Saved dataset entries
################

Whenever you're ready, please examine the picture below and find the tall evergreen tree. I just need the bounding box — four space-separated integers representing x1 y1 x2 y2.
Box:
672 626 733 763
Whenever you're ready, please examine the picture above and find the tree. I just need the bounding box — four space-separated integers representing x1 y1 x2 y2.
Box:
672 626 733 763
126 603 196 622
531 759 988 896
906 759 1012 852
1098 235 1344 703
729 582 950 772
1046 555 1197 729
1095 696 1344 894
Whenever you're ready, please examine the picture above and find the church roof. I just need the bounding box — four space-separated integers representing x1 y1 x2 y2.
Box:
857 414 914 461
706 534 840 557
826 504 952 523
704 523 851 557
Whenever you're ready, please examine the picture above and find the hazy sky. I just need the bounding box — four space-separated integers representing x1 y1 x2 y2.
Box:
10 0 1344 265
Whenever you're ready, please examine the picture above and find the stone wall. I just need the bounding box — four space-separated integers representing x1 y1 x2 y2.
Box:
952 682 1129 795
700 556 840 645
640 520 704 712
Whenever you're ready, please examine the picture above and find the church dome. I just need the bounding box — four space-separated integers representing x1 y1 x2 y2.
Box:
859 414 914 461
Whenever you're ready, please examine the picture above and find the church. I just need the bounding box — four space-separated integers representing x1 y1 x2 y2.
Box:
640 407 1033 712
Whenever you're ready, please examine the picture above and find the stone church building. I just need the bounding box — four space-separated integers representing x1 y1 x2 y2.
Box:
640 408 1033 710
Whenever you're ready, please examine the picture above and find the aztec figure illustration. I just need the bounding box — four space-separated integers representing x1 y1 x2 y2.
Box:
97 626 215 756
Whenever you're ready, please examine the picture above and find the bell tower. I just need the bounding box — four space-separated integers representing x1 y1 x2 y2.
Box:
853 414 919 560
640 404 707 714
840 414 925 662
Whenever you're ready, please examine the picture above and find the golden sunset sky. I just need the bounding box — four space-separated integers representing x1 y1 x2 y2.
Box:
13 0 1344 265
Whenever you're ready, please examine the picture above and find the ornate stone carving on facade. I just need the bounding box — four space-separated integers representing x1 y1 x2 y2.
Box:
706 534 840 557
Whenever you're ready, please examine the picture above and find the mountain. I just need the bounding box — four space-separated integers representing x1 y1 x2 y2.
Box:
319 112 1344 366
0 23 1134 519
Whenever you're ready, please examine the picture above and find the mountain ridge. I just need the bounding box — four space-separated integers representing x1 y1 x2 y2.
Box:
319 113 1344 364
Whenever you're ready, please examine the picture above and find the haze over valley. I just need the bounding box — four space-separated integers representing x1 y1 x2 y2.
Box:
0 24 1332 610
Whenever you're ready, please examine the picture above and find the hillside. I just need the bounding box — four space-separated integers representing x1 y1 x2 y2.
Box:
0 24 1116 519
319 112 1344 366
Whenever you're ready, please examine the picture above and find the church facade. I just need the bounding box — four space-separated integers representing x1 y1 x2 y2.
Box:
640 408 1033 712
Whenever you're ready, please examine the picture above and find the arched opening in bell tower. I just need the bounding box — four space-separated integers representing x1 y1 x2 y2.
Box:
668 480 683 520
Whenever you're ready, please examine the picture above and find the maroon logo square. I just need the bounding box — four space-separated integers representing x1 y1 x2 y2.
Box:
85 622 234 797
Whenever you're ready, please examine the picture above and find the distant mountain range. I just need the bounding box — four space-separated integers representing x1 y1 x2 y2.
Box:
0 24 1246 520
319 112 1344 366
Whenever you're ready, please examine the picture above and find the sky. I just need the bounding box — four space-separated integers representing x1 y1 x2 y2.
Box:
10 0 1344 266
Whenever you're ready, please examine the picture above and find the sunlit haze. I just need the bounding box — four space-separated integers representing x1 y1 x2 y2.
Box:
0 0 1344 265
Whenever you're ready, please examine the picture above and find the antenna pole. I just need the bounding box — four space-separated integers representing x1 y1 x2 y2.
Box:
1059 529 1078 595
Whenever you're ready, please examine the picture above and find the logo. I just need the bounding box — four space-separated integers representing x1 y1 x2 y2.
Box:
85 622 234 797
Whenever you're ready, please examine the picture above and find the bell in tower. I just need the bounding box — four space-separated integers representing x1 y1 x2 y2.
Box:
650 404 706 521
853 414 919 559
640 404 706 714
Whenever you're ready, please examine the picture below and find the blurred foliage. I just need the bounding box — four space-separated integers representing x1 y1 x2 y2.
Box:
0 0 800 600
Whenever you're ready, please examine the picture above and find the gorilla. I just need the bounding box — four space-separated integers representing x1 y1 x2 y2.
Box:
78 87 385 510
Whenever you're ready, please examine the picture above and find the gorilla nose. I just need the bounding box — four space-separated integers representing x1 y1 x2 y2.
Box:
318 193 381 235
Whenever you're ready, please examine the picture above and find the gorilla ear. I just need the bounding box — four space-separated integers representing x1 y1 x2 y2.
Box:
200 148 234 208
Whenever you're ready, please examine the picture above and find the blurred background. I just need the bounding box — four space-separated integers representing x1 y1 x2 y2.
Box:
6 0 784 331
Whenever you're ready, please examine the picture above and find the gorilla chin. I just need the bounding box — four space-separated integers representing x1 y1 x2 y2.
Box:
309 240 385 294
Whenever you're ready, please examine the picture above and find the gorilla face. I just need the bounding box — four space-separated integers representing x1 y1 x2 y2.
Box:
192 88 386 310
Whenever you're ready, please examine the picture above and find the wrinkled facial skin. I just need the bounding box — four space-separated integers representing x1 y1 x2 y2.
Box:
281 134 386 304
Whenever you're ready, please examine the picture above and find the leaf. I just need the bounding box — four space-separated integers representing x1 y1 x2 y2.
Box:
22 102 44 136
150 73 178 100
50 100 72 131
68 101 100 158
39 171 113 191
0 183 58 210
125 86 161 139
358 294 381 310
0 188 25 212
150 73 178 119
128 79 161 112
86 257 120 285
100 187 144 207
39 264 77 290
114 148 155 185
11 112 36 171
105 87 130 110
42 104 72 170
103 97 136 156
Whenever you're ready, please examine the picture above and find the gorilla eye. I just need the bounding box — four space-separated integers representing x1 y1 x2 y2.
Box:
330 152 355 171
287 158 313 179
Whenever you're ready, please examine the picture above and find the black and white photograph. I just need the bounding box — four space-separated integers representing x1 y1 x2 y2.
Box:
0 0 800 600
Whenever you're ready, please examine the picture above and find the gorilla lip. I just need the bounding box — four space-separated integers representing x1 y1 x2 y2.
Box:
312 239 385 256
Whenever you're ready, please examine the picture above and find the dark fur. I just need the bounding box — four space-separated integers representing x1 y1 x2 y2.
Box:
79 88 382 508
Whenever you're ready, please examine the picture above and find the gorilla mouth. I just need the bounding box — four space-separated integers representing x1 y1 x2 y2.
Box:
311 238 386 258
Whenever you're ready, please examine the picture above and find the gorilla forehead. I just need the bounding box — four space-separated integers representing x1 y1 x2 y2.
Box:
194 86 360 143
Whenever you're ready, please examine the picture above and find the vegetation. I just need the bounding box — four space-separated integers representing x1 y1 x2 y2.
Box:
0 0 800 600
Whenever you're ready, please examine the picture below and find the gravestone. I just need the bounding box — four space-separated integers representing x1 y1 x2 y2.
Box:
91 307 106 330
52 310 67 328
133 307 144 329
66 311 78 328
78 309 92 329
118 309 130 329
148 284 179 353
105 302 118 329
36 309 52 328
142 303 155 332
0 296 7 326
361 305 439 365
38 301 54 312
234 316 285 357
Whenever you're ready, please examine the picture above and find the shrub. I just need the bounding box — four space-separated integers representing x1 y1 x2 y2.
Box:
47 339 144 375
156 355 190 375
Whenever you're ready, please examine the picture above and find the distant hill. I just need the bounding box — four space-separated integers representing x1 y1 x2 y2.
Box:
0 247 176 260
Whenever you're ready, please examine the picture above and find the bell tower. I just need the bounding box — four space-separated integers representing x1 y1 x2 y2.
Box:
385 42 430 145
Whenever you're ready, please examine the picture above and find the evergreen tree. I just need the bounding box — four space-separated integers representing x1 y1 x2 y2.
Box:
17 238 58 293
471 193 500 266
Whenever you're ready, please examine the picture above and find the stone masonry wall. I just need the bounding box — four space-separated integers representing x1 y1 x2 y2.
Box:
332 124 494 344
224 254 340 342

################

Problem to work on >>
Copy out the entries word for word, beginning at the very first line and stopping after the line that contains "704 523 851 557".

Exercise answer >>
Whenever you're ready, please examine the picture below and find the tall evergreen tree. I just need the bounding box — four space-separated integers representing x1 y1 x2 y2.
Box:
672 626 733 763
Whenever you're ready, please examine the picture above and find the tree. I just need the bounding box — four space-separated integers representing x1 y1 x2 y2.
Box:
672 626 733 763
126 603 196 622
531 759 988 896
906 759 1012 852
1098 235 1344 703
729 582 950 772
1046 555 1197 729
1095 696 1344 894
Whenever you're ready, please examine the picture above and find the church roof. I just need the bounding box — four space-separated integers representing x1 y1 x2 y2.
Box:
857 414 914 461
706 534 840 557
826 504 952 523
704 523 851 557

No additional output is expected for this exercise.